===== QUOTED PASSAGE

The author is the head of the international news teamof the JoongAng Ilbo.

Looking back on domestic and international news this year, the Ever Given stuck in the Suez Canal is overlapping here and there. On March 23, the container ship was jammed at the critical spot of maritime trade, causing a global logistics crisis. It was an unprecedented accident for a 220,000-ton vessel to be stuck diagonally in the narrow waterway.

The ship prevented thousands of other ships from transporting cargos, and the international attention turned it into various memes. It was compared to the people who were caught among many tasks or helpless and could not move forward.

That’s how Afghan people at the Kabul Airport must have felt as they tried to escape after Taliban occupation. They had no other option when they threw their children over the fence to the U.S. troops. The Middle East refugees waiting for helping hands in the forests on the Polish border thousands of miles from home are not different. They are struggling with cold and starvation as they fell into the trap of the dictatorship in Belarus, using “pushing refugees” as a means to pressure the international community.

Those who attempt to enter the United States illegally and are driven away by guards with whips on the Rio Grande River are not different either. A boat smuggling people from France to England capsized, but rather than being rescued by coast guards, it was told to “go back,” stuck there like the Ever Given.

With wildfires in Siberia and flooding in Germany, the entire Earth may have been the Ever Given this year. Despite the demands to replace greenhouse gas-inducing fossil fuels with alternative energy, COP26 was in a standstill. The foreign minister of Tuvalu, an island nation in the South Pacific, gave a speech underwater to no avail.

==========

◆ **REQUIREMENT**
Extend the Ever Given column above, picking up after its final sentence. The listing that comes after this column has nothing to do with it.

===== GIVEN RECORDS

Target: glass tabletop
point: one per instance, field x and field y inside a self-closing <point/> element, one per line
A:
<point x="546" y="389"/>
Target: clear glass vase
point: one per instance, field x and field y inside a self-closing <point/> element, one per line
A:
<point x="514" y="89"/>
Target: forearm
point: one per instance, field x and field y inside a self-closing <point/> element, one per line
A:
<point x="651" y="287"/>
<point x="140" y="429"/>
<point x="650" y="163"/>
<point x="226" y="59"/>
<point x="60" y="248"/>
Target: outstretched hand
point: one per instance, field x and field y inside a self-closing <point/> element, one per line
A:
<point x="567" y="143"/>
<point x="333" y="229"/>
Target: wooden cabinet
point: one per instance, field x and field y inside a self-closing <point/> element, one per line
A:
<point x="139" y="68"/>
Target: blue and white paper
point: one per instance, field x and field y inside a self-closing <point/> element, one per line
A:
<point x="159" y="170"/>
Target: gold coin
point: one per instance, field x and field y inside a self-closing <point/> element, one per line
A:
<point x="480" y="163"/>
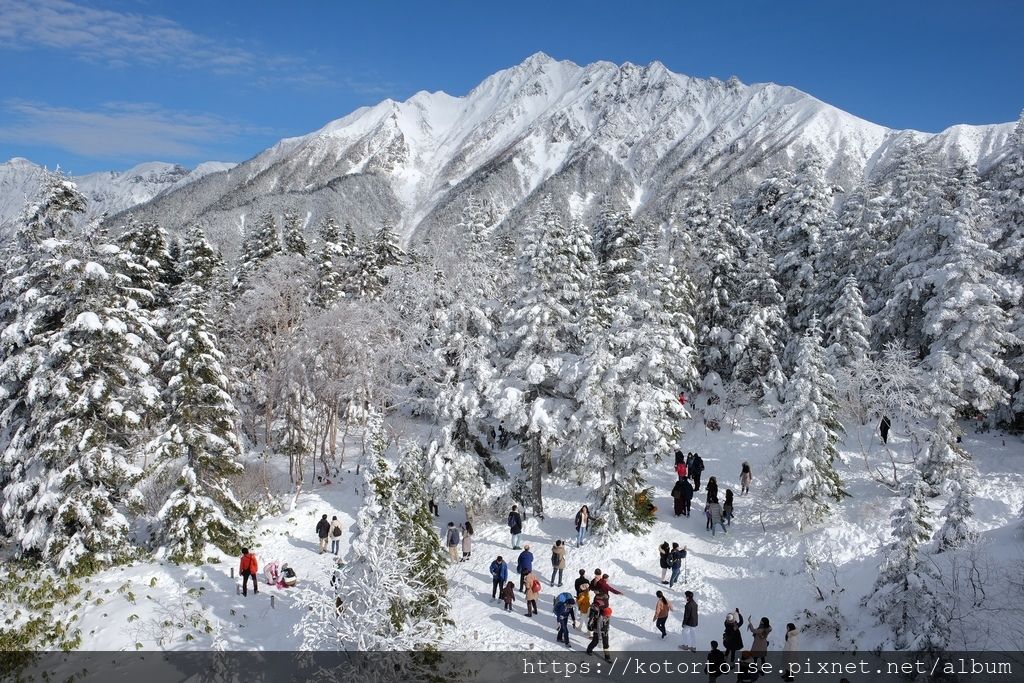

==========

◆ **RESPONSE AREA**
With signs of the pandemic subsiding, the world is rushing toward suppressed consumption and growth. Governments around the world are stuck between the two tasks of disease control and economic recovery. As the Omicron variant is spreading, next year won’t be much different.

It took a week for the Ever Given to move again. Tens of thousands of cubic meters of sand and soil were removed from the canal embankment where the ship was stuck, and dozens of tugboats were mobilized.

Another scene caught our attention. There was an excavator constantly scooping out in front of the gigantic vessel that is 400 meters (1,300 feet) long and 60 meters wide. The overwhelming size difference became another meme for “Covid-19 stress versus one walk a day.”

People self-deridingly said not much could be done in the face of an inevitable obstacle. Next year will be just as eventful as this year. And our silent scooping will continue, as the excavator was working at the Suez Canal.